[Records to use]

——

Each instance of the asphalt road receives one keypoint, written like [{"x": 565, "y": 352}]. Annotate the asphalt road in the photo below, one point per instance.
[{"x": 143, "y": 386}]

——

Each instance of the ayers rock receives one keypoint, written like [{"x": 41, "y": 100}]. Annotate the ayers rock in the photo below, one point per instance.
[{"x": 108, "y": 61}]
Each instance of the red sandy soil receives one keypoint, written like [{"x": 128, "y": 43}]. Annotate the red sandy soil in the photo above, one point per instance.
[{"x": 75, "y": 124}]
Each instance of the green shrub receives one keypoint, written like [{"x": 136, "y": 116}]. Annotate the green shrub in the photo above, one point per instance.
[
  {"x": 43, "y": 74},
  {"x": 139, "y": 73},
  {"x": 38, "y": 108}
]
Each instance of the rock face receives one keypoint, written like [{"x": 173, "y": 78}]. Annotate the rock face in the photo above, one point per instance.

——

[What you need to do] Copy out the material from the line with "Each instance of the green" up to and including the line with "Each instance of the rock", requests included, adding 130 to every x and y coordinate in the answers but leaving the requests and their format samples unchanged.

[Correct response]
Each instance of the green shrub receives one keypoint, written like [{"x": 136, "y": 116}]. Annotate the green shrub in the photo above, one point per instance.
[
  {"x": 173, "y": 204},
  {"x": 269, "y": 203},
  {"x": 168, "y": 238}
]
Each instance of the rock face receives one keypoint, written like [{"x": 173, "y": 78}]. Annotate the rock face in the photo above, one point per instance.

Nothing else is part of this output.